[Saved data entries]
>>>

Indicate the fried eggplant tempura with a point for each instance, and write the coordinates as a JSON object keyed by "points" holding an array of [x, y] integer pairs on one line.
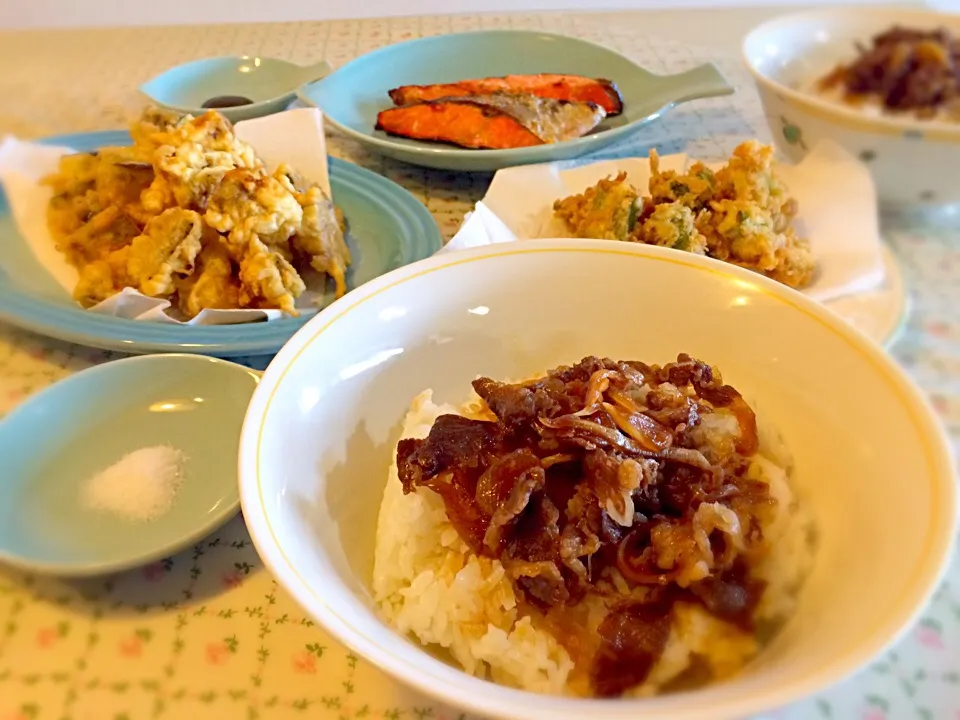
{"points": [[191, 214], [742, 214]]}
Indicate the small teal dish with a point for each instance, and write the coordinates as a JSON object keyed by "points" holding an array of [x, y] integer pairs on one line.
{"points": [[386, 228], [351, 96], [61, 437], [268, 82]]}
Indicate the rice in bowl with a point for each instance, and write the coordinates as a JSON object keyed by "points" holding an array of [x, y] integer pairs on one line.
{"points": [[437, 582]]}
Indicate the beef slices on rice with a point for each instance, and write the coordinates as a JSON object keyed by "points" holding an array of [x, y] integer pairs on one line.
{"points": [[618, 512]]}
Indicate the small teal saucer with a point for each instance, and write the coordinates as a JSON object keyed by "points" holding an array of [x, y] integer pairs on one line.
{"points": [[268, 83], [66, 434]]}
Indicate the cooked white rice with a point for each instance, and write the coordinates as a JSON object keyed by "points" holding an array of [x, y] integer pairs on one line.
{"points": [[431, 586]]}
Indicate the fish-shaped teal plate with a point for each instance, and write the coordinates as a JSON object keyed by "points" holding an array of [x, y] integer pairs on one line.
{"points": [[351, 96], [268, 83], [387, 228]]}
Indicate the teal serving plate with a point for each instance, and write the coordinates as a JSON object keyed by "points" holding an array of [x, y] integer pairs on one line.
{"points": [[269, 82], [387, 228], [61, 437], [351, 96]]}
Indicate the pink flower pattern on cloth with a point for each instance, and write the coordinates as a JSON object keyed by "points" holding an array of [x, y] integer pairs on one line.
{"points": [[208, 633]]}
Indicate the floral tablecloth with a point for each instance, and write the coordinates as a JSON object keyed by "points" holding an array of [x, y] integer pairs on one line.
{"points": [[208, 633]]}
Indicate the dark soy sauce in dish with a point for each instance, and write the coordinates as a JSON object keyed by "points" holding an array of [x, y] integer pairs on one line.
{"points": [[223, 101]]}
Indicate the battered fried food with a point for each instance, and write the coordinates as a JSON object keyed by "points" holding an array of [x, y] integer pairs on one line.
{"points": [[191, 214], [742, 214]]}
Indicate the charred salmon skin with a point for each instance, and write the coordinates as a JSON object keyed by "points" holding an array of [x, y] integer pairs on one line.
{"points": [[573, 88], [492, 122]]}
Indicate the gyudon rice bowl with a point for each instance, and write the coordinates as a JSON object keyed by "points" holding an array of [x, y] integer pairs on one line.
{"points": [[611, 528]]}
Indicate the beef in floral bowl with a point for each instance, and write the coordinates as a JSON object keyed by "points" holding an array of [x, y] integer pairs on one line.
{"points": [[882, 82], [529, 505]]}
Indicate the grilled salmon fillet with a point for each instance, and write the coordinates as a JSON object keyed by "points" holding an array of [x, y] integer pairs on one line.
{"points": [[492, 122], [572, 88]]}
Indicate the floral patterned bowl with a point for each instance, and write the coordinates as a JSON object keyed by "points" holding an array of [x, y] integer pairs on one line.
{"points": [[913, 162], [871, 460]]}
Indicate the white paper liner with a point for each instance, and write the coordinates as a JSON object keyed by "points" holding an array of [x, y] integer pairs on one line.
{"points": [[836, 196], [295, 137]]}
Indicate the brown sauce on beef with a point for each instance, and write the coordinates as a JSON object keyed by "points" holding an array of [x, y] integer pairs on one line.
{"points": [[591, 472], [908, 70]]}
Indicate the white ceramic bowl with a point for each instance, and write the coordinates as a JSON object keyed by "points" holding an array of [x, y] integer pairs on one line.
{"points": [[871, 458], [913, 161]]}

<<<

__What you should do__
Word for word, restate all of the records. Exclude the pictures.

__Response below__
Indicate the fried eggplant tempura with a point for each instance, and write the coordinates as a JSON object keyed by "points" holding an array of [x, y] integer pairs on one line.
{"points": [[191, 214], [742, 214]]}
Indicate the small teal dish with a point for each instance, and write the coordinates as a JSON object keyed by "points" holding an array of [x, y] integer pairs on one line.
{"points": [[386, 228], [351, 96], [61, 437], [268, 82]]}
Indicate the rice in bowl with a point for each instance, and write the coordinates as a JSON object keyed by "points" holding an array of [x, y] integer pairs on one line.
{"points": [[437, 582]]}
Indicate the beef slices on rice with a point for each instance, and write the coordinates as a JSON object keyed by "points" holding an array of [x, y] integer pairs on one line.
{"points": [[618, 512]]}
Indicate the small teal saucer with a point for each instance, and write the coordinates as a JSON object keyed by "points" holding an array of [x, y] integer pairs on one line.
{"points": [[268, 83], [66, 434]]}
Indicate the cooked white rice with a point for each instance, and write the coordinates as a JSON object keyed by "points" holding an array of [x, y] integer pairs on one line.
{"points": [[431, 586]]}
Indicate the fish-shaped teal plate with a point for each instance, and write the coordinates as a JSON object keyed by "points" holding an array of [x, y] integer pairs on one line.
{"points": [[351, 96], [268, 83], [387, 228]]}
Indicate the teal serving plate with a point for each instance, and write the coordinates as a JSON object keyed by "points" holding an array of [x, y] integer pairs on one line.
{"points": [[269, 82], [387, 228], [61, 437], [351, 96]]}
Indicate the pink flower pattern on cloth with a point for each instance, and write the coordinates as a JSON object keyed by "points" holding an array of [x, y] integer pairs on one line.
{"points": [[208, 633]]}
Indicate the floral tablecloth with a point for each instance, and write the coordinates as a JSON object keyed by "points" holding an array of [x, y] integer pairs on one line.
{"points": [[208, 633]]}
Indicate the dark soy sauce in dish with a point for each instance, and write the coordinates as a JSON object keyed by "points" holding an array of [x, y] integer pairs on one line.
{"points": [[223, 101]]}
Indicate the battered fried food with a point for each instance, and write the coordinates as a JSON object keyed by "points" holding an array of [x, y] integer pairs on one line.
{"points": [[191, 214], [742, 214]]}
Indicate the charred salmon skin with a point for each instance, and write the coordinates as a JSON object keyed by "points" holding an array of [x, y] integer pairs on one line.
{"points": [[573, 88], [492, 122]]}
Indicate the gyudon rice bowl with a point for each instance, and write the coordinates as a JSON object keyed by "points" holding an array of [x, y] integer pairs on one line.
{"points": [[611, 528]]}
Indicate the beef in floral bowl with a point for each instance, and write the coordinates as a JSON object keyed by "points" holding an array of [x, y] integer pairs on one line.
{"points": [[882, 82], [529, 505]]}
Indicate the grilled salmon fillet with a point for each instance, and write the coordinates as a JSON object keyed by "points" holding an array of [x, y] integer pairs on one line.
{"points": [[492, 122], [572, 88]]}
Indicate the floral patterned bowl with a point for each instance, and write the coordinates as a JSON object keyed by "points" holding an array of [x, y] integer pairs on one line.
{"points": [[913, 162], [871, 460]]}
Indicate the white paper liner with a point for each instance, and write the coordinates as a JSON object keyed by "points" holding an array of [x, y] integer pairs on one line.
{"points": [[836, 196], [295, 137]]}
Indicate the brown sauce on beef with a point for each instance, and write the coordinates as a JSON object keyed by "points" holding an array of [x, y] integer pairs on one line.
{"points": [[591, 472], [908, 70]]}
Indicate the white ceramic bowl with a point for each instance, and write the coordinates as a JSON object keyed by "points" holding an array of [x, y] integer pairs on one line.
{"points": [[871, 458], [913, 161]]}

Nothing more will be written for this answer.